THE PROBLEM: Copy every line of the data below without altering anything.

INFORMATION PROVIDED:
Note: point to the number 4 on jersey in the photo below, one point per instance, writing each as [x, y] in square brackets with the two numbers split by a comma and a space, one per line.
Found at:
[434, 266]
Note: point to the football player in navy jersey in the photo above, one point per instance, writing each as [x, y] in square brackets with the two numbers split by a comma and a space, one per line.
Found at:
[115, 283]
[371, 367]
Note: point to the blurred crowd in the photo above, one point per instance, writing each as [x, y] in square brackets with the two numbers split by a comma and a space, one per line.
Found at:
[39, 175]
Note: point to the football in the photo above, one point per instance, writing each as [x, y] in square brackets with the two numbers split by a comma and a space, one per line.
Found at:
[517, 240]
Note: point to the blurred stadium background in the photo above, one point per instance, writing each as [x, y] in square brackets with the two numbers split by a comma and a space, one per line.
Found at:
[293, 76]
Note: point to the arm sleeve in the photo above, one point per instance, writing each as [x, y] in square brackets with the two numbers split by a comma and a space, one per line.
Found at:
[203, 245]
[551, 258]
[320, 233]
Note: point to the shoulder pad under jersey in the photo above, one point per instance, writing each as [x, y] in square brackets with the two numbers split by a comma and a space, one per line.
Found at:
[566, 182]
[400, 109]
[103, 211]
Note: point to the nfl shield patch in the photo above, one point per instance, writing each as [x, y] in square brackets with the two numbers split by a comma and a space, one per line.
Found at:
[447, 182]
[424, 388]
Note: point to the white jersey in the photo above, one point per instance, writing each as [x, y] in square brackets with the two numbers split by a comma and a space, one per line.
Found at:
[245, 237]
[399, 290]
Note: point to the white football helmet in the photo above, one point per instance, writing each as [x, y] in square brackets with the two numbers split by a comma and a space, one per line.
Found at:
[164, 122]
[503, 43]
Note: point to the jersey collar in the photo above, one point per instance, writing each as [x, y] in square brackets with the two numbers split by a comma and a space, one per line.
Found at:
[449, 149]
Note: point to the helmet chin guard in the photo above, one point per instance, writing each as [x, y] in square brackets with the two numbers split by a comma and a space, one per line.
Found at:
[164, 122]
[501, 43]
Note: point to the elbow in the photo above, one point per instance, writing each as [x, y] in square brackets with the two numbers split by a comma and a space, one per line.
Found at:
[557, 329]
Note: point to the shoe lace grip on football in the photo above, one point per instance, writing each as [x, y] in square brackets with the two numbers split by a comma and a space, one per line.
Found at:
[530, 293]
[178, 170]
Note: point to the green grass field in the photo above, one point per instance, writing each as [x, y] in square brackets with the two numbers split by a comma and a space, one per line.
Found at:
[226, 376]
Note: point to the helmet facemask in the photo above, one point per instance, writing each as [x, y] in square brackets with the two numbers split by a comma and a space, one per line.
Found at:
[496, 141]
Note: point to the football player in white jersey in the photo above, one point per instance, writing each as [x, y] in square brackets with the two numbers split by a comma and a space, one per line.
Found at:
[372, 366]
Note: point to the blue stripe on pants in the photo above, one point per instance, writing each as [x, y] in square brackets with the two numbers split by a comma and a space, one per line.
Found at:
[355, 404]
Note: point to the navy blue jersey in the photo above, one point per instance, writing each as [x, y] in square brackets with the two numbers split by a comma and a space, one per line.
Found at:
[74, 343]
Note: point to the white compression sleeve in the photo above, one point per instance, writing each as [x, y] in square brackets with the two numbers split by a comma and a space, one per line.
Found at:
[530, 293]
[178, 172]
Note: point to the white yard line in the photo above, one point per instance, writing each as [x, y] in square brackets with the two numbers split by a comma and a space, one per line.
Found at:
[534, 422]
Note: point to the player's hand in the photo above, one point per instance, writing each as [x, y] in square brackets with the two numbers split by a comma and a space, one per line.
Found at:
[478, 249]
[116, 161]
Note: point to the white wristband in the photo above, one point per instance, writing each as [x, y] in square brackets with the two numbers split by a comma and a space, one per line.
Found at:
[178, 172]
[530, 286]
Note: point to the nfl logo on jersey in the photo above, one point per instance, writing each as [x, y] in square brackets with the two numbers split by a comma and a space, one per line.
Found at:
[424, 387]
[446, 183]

SOLVED PROBLEM:
Note: point to the number 4 on jersey in the photo below, one point per instance, writing each as [x, y] in square brackets with the two numbers split by a comma and a space, one per line.
Found at:
[434, 266]
Note: point to the football player in navy jersey in the photo above, one point per instance, writing each as [x, y] in square brackets with the two numbers split by a comma and a space, one per line.
Found at:
[115, 283]
[371, 367]
Note: point to the blurred crowd in the photo above, one point per instance, writing each as [x, y] in square brackets with the two numbers split by a comma and a space, one per line.
Found at:
[39, 175]
Note: point to the football in the photo above, one point per instance, writing each as [x, y] in square brackets with the two numbers split by a comma and a space, one per line.
Found at:
[517, 240]
Note: point to the blurred stadium background in the photo above, one point per instance, writing each as [x, y] in square brackets with the two numbers split by a comma and a space, one per line.
Found at:
[293, 76]
Note: point to the arm sleeve in the photo above, one point per instance, writing each as [x, y] in square brackets with the two numbers split by a comma and a space, one per line.
Found at:
[203, 245]
[551, 258]
[320, 233]
Note: point to the shoulder pad under jersey in the photo above, one point per instance, writing each as [x, y] in square brackets with the two numbers split by a comma and a space, one per line.
Found at:
[566, 182]
[400, 109]
[103, 211]
Note: point to the nfl shield patch in the photo above, one point per instance, writing each as [x, y] in square brackets with the two numbers split by a comma and a space, one per line.
Found at:
[447, 182]
[424, 388]
Note: point to the white jersey in the photo above, one point per instance, writing each as [x, y] in square brackets with the two numbers split by a comma and a space, one per line.
Found at:
[245, 237]
[399, 290]
Note: point to the white football helmet in the photo above, one point per instance, writing each as [x, y] in square brackets with the two numbers split by a comma and a space, one per line.
Found at:
[164, 122]
[503, 43]
Note: point to the jersey collar in the photo above, one point per instance, writing each as [x, y] in square brackets with the two numbers split by a comma and a space, one per line.
Found at:
[449, 149]
Note: point to the helmet chin guard in the photo above, one point per instance, writing each as [x, y] in square brackets with the two numbers split by a comma and a space, one per line.
Found at:
[164, 122]
[501, 43]
Note: point to the elbow in the photo above, one point per instance, writing each as [x, y] in square brackets with the two numbers split by a comma and a space, one per line.
Found at:
[557, 329]
Note: point to the shoe lace grip on football in the photo above, one point per instance, writing each as [x, y] in square brackets with the two numbers split by a comma and a space, one per line.
Found at:
[530, 293]
[178, 170]
Note: point to the green grass field in the photo above, one point per instance, writing each as [x, y] in square brackets with the two numbers split by a comma and a space, one per line.
Found at:
[226, 376]
Note: point to the helmet facemask in the photo above, one point per instance, writing each as [x, y] in square brackets with the two numbers split by a comma and a space, one per line.
Found at:
[496, 141]
Note: point to the football player in white jersey in the photo above, one point per instance, writing each as [x, y] in square brackets with the two numbers split by a comma and a space, one per line.
Found at:
[372, 366]
Note: point to the blue stripe on pants in the photo above, one point per instance, writing each as [x, y] in square brackets with the two numbers split by a comma and a space, one per line.
Found at:
[355, 404]
Note: point to the navy blue jersey in the photo above, one point per instance, writing each as [x, y] in square brackets with the two numbers split by a comma and a space, one per line.
Found at:
[74, 343]
Note: point to the white compression sleeve in the photo above, one point per instance, writing each as [x, y] in square brackets with the two numbers split by a comma and a space, one per line.
Found at:
[530, 293]
[178, 172]
Note: point to the white yard line in the photo above, one point per instance, writing each as [x, y] in square brackets with the two numbers split by a comma and a space, one per line.
Found at:
[534, 422]
Note: point to the player's hand in the photo above, one point per instance, writing each as [x, y] in square brackets with the two numbers split by a comma and a space, one per line.
Found at:
[478, 249]
[116, 161]
Note: point to the white wristband in the photo above, one point per instance, writing each as [x, y] in square brackets with the two numbers split by a comma and a space, one per line.
Found at:
[178, 172]
[530, 286]
Note: point to the nfl logo on jersey in the photo above, one point per instance, writing each as [x, y] in square brackets with the two numbers split by a comma and a space, one per line.
Found at:
[424, 387]
[446, 183]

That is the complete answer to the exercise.